▸ **TEXTE SOURCE**:
================================
Il n’y a pas de réponses claires à mes 2 questions ci-dessus. J’accepte très volontiers de préserver la planète, pour autant qu’il ne m’en coûte pas (trop). Et j’ai tendance à croire qu’au delà des manifestation les plus bruyantes, les majorités plus silencieuses ne seraient pas rapidement de mon côté si on devait leur expliquer les diverses privations qu’elles devraient s’imposer pour atteindre les « objectifs ».

J’ai des enfants qui doivent vivre dans le monde de demain, je m’inquiète donc bien entendu de leur avenir. Mais je crois aussi à notre différence avec les animaux, et en la force de la nature. Une nature qui a toujours trouvé son équilibre, et une nature à laquelle nous avons toujours su nous adapter.
================================
▸ **LIGNES FOURNIES**:
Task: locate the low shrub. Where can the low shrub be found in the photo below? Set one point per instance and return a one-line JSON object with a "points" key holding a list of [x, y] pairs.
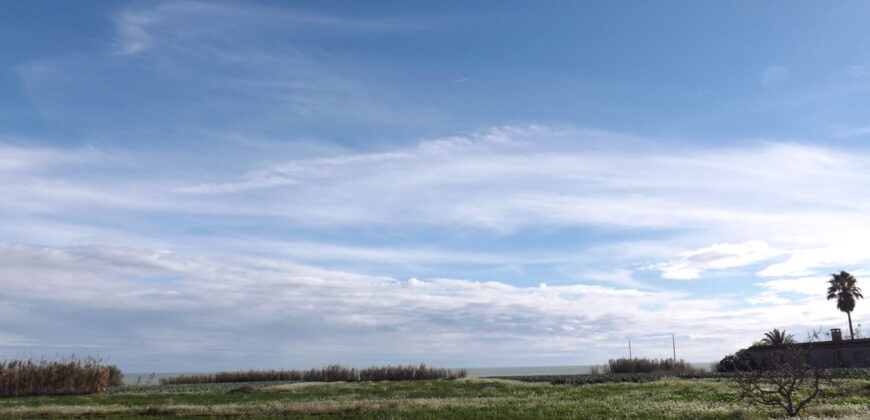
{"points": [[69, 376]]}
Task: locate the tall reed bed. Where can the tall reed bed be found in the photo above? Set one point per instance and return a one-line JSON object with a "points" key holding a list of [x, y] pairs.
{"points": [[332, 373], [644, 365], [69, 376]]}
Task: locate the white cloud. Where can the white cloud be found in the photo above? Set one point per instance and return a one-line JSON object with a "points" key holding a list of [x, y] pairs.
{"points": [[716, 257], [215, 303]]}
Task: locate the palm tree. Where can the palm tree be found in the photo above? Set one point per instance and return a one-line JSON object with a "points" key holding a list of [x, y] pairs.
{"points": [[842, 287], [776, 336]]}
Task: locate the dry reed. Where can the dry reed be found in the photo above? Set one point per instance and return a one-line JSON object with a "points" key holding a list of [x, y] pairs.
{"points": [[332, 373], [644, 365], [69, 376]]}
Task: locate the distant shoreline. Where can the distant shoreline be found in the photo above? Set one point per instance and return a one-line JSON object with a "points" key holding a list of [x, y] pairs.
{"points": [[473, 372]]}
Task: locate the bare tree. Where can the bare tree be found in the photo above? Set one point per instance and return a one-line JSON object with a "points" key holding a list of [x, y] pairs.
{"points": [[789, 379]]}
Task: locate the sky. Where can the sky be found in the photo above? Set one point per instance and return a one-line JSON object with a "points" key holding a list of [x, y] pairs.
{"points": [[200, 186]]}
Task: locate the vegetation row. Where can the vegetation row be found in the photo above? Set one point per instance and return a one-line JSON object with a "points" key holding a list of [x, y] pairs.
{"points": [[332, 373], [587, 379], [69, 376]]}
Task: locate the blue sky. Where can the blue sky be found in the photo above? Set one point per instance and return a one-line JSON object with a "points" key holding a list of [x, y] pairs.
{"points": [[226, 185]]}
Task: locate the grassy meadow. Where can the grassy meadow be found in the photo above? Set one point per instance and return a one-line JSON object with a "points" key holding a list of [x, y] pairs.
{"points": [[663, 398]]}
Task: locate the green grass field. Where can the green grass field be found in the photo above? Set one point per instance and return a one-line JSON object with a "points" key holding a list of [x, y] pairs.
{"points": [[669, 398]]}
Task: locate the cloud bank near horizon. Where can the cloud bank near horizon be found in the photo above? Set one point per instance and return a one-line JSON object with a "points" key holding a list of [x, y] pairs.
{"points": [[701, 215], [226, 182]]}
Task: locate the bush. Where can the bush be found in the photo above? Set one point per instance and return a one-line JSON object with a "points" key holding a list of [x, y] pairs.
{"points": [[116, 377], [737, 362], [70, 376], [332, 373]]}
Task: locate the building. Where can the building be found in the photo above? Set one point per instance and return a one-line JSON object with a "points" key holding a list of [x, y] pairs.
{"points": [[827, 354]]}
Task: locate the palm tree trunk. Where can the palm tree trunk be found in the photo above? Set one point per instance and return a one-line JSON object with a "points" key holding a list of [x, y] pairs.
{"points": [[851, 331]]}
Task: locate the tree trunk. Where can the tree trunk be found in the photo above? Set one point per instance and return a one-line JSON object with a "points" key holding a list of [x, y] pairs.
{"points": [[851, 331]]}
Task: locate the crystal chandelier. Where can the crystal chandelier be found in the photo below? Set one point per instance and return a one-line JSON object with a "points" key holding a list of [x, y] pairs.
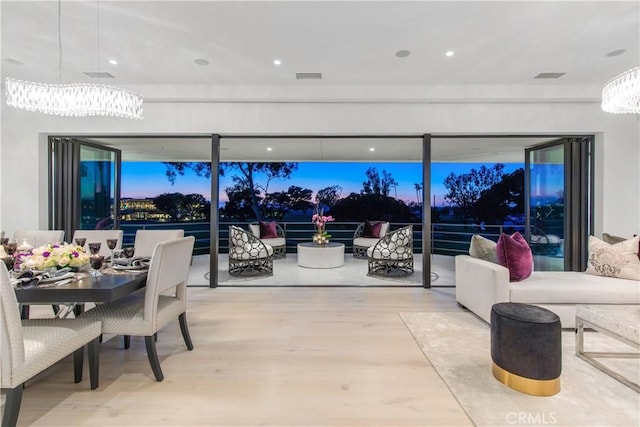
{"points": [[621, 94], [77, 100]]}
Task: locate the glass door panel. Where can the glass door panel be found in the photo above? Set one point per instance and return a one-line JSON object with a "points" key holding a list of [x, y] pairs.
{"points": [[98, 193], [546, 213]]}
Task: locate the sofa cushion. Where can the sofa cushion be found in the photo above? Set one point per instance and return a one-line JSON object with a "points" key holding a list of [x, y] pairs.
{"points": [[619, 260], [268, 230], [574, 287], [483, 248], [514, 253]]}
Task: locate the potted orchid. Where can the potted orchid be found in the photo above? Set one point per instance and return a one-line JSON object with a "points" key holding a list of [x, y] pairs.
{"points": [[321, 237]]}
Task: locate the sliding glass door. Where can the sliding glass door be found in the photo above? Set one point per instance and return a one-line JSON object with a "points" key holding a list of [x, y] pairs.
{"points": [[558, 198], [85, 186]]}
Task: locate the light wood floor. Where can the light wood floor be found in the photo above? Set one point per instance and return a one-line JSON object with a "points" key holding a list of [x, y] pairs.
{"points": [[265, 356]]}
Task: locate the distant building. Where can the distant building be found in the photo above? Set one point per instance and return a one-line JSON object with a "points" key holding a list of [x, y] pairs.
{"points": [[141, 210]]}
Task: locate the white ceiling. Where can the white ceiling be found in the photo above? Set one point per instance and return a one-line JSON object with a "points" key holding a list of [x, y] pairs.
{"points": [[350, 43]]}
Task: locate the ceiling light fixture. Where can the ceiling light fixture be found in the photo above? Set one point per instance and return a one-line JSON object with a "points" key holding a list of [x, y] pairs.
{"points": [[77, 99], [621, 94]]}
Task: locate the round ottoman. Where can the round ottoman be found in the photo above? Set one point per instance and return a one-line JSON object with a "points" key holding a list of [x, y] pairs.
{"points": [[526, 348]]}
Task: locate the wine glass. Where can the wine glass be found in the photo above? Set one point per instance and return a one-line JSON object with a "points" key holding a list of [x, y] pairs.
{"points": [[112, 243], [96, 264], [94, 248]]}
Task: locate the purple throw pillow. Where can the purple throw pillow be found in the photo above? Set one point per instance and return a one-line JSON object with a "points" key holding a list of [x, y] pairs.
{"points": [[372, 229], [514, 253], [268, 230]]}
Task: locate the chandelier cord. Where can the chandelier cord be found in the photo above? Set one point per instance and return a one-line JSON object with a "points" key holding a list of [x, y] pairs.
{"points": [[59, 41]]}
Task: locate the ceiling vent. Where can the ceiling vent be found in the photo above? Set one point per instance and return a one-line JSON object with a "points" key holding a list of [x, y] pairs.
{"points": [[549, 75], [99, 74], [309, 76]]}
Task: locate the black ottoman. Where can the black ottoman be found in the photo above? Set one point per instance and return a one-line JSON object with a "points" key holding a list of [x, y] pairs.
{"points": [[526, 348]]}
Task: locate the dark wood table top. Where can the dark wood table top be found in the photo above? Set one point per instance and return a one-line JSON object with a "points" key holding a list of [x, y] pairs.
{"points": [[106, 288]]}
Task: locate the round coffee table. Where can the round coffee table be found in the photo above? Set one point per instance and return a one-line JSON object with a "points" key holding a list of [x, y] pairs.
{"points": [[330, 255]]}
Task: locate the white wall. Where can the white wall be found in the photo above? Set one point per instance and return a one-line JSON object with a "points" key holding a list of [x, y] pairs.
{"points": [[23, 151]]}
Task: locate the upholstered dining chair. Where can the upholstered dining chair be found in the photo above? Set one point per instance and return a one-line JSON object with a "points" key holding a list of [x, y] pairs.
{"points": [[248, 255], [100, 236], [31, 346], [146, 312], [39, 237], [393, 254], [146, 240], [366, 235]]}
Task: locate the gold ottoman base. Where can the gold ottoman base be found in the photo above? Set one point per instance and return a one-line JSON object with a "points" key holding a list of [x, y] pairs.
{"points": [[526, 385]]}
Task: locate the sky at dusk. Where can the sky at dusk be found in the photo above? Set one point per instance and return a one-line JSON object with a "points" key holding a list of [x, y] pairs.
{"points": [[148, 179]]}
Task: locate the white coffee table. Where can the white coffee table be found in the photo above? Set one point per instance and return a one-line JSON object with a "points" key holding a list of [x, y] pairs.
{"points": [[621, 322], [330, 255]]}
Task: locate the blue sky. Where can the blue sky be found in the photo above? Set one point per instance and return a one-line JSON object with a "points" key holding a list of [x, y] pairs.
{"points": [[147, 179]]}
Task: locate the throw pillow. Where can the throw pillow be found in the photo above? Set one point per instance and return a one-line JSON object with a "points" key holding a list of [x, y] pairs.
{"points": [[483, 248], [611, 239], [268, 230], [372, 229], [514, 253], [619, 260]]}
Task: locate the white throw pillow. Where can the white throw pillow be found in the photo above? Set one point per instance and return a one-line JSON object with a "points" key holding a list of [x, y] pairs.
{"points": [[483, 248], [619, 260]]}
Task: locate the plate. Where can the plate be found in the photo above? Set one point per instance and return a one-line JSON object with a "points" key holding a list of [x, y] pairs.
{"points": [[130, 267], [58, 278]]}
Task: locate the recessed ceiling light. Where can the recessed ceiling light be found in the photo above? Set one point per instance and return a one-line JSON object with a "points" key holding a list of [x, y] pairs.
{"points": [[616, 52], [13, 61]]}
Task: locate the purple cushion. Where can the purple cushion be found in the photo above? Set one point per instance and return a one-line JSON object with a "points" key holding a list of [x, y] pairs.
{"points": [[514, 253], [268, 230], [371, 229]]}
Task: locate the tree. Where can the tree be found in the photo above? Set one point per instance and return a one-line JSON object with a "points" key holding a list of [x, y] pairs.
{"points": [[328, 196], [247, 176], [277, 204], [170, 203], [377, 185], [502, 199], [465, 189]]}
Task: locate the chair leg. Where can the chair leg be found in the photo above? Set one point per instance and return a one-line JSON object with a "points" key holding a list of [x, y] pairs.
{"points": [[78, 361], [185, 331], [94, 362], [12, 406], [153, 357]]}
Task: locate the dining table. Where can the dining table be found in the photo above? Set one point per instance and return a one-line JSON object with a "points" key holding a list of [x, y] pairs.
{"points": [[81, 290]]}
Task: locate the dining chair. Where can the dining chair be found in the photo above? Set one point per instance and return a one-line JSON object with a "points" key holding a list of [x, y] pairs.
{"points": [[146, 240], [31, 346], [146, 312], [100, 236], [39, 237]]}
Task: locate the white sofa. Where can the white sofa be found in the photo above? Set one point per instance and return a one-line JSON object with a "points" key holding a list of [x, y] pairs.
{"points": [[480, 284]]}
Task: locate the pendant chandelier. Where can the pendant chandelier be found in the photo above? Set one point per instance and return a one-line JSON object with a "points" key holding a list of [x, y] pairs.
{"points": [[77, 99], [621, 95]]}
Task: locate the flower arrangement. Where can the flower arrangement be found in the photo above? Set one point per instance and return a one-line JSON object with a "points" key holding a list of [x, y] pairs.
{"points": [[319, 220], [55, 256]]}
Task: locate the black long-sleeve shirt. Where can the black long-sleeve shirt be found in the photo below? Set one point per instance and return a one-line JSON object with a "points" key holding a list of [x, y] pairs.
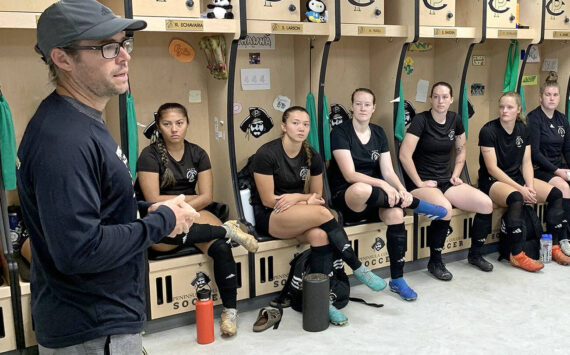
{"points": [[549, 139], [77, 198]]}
================================
▸ **TRAVAIL À FAIRE**:
• a. Reproduisez le passage du texte source qui va de « J’ai des enfants » jusqu'à « su nous adapter. » inclus.
• b. Répondez à ces questions d'après le texte source :
(i) À combien de questions le texte dit-il qu'il n'y a pas de réponses claires ?
(ii) Pour l'avenir de qui le texte exprime-t-il de l'inquiétude ?
(iii) Selon le texte, qu'est-ce que la nature a toujours trouvé ?
• c. Traduisez en anglais cette phrase du texte source : « J’ai des enfants qui doivent vivre dans le monde de demain, je m’inquiète donc bien entendu de leur avenir. »

▸ **RÉPONSES DANS L'ORDRE**:
• a.
J’ai des enfants qui doivent vivre dans le monde de demain, je m’inquiète donc bien entendu de leur avenir. Mais je crois aussi à notre différence avec les animaux, et en la force de la nature. Une nature qui a toujours trouvé son équilibre, et une nature à laquelle nous avons toujours su nous adapter.

• b.
(i) À deux questions.
(ii) Pour l'avenir des enfants de la personne qui écrit.
(iii) Son équilibre.

• c. I have children who will have to live in the world of tomorrow, so of course I worry about their future.